#### [EXERCISE INSTRUCTIONS]
[a] In the passage comparing McPherson and Greer, what phenomenon was discovered when airline traffic was grounded for a few days after September 11, 2001?
[b] Extend the passage comparing McPherson and Greer, beginning after its final sentence.

═════ EXCERPT PROVIDED

By considering the possibility of NTE, even those self-interested people
who consider it okay to sacrifice future generations for a few more years of
opulent industrial lifestyles (a position fairly characterized as evil) must conclude
that they too have skin
in the game.
As an idea,
NTE therefore has the potential to increase empathy, though not necessarily.
McPherson certainly thinks that it does, as he advocates that we collectively
go through a grieving process and treat the living creatures of Earth,
including ourselves, as if in hospice. He recommends that people adopt a simple
environmentally-friendly lifestyle and try to be kind and generous with each
other, because no one is going to survive and the best we can do is minimize
suffering as we go down. Initially, he thought (along the lines of Derrick
Jensen’s “Endgame”)
that bringing down industrial civilization within a couple years could
conceivably slow down the positive feedback loops enough to allow some species,
maybe even some of us, to survive. But recently he’s considered the potential
impacts of the 400+ nuclear reactors which must be continually fueled with
electricity lest they go into meltdown, and also of global dimming – the
phenomenon of air pollution actually lowering the atmospheric temperature by a
couple degrees that was discovered when airline traffic was grounded for a few
days after the events of September 11, 2001. So it appears that the sudden
collapse of industrial civilization would result in NTE by different means.
Greer
critiques NTE by suggesting that believing there is no hope will lead people to
give up, do nothing, and continue to live their current lifestyles, even though
this is neither what McPherson advocates nor how he lives. In fact, the
lifestyles of Greer and McPherson are rather similar, with the exception that
Greer refuses to drive or fly and insists that McPherson’s continued flights
around the country to give presentations demonstrate bad faith on the part of
the environmental movement. This is because Greer believes in Gandhi’s
admonishment to “be the change that you wish to see in the world” – an idea
that radical environmentalists like McPherson and Jensen explicitly reject by
framing environmentalist action not as a popularity contest to win minds, but
as a war to be won by force, political or otherwise. McPherson argues
(correctly) that the planes will fly whether or not he is in them, nor should
he to be viewed as a role model. Although McPherson believes humans are
finished, he still associates with radical environmentalism in a bid to spare
some fraction of other species.
For his
part, Greer also recommends a grieving process, but for industrial civilization
rather than humanity. Both men anticipate huge effects from both peak oil and global
warming including the end of industrial civilization and massive die-off of
humans and many other species; their predictions differ only in magnitude
rather than kind. Greer’s rejection of NTE appears to be based solely upon its
similarity to other apocalyptic narratives, despite these almost never
involving total extinction and ignoring the geological fact that extinction-level
events can and do happen, as well as the assumption that people will respond to
NTE by not changing anything. However, people who accept NTE do not seem to be
continuing life as usual, but making radical changes, sometimes going off-grid,
taking up organic gardening, and caring for each other in a more profound way
than they did before, all of which I presume Greer would find agreeable.

══════════
═════ SUPPLIED INFORMATION

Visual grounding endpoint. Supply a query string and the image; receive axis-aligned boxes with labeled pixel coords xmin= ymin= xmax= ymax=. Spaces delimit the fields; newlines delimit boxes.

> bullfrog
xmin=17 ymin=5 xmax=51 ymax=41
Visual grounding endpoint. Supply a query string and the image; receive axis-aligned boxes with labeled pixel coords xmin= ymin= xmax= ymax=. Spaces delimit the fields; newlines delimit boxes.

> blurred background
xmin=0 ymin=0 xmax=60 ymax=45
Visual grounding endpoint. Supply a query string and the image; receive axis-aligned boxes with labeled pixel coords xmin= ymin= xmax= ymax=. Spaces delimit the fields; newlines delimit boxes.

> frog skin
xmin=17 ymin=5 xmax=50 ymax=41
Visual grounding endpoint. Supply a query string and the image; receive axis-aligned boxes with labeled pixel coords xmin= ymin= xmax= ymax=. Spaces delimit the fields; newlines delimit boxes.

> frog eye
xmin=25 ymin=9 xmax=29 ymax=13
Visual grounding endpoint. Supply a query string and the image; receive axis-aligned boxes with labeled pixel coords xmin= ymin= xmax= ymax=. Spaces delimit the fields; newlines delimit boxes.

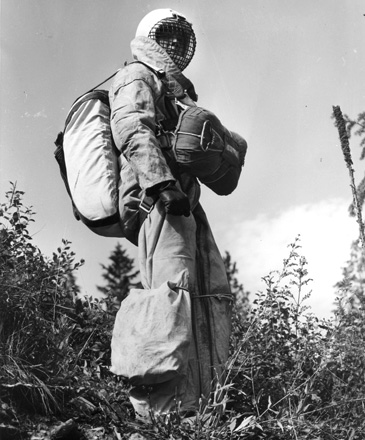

══════════

#### [ANSWERS GIVEN]
[a] Global dimming, the phenomenon of air pollution lowering the atmospheric temperature by a couple of degrees.

[b]
Of course,
it’s conceivable that some people may do nothing, or worse, go on a hedonistic
polluting binge having given up all hope for the future, but we should not
judge ideas by how a psychopathic minority might react to them. If a majority
were to respond in this manner, it would be fair to say that NTE is a dangerous
idea. But then, the belief in progress that got us into this mess in the first
place is then definitely a more dangerous idea. But can an idea really be
dangerous? From the perspective of an industrialist, if everyone went back to
living off the land and quit their jobs, industry would be ruined, and
therefore voluntary simplicity would be a dangerous idea. Creationists think
evolution is a dangerous idea, and evolutionists think likewise about
creationism. It would seem that “dangerous idea” is more of a rhetorical label
for a personally disagreeable position than an objectively discernible notion.
Perhaps a
better criterion can be derived if we require that “dangerous” involves some substantial
risk to society. Creationism and evolution then can’t really be dangerous, as
someone’s ideas about these things have no consequence upon anything in their
life or those of anyone else. Even telling captive school children that Jesus rode
dinosaurs or that the god of monotheism doesn’t exist can’t be considered
serious harm in any real sense, as other ideas can readily compete with them.
These are merely ideas, we would say, leading to no appreciable harm. It may,
in fact, be more harmful (but only on a mental level) to remain sheltered from
a wide range of competing ideas, which would inhibit the mechanism of memetic
cultural evolution, lead to shallow belief systems, and undermine the basic project
of philosophy.
The idea
that owning people as property is morally acceptable is now widely considered an
evil and dangerous idea. Yet slavers argued for a long time that abolition was a
dangerous idea threatening the economy and social order of the day. Some people
may consider the argument that the abolition of slavery had more to do with the
industrial revolution than the progression of moral conscience a dangerous
idea, as it’s then easy to imagine slavery returning as industrialism runs out
of fuel. Regardless of its implications, if true, it would be a costly mistake
to ignore it, especially for those at risk of enslavement (which is highly
doubtful to fall along racial lines). So even in this case, the dangerousness
of the ideas is relative to the moral reasoning of individuals.
Heresy as a
taboo has been with us as long as monotheism. Ancient pagan thought and
philosophy, being naturally diverse, used the term to mean simply “choice”, “opinion”,
or “school of thought” and it was the task of educators to provide numerous ‘heresies’
for consideration and debate. Monotheism turned the word into the pejorative we
know today. Thus, we can now have scientific heresies, with certain ideas
considered too dangerous for research due to political correctness or for their
potential consequences. Steven Pinker wrote an essay called “In
Defense of Dangerous Ideas” as the preface to the collection of such ideas
in “What
Is Your Dangerous Idea?”. Pinker’s essay is worth reading, as he covers the
topic more thoroughly than I can here. Although his concern is with scientific inquiries
that violate social taboos, such as racial and gender differences, rather than
the more obviously harmful ideas of weapons research or things like the
insertion of “terminator” genes into food crops. The very concept of dangerous ideas is thus
fraught with complications and looks like a philosophical quagmire.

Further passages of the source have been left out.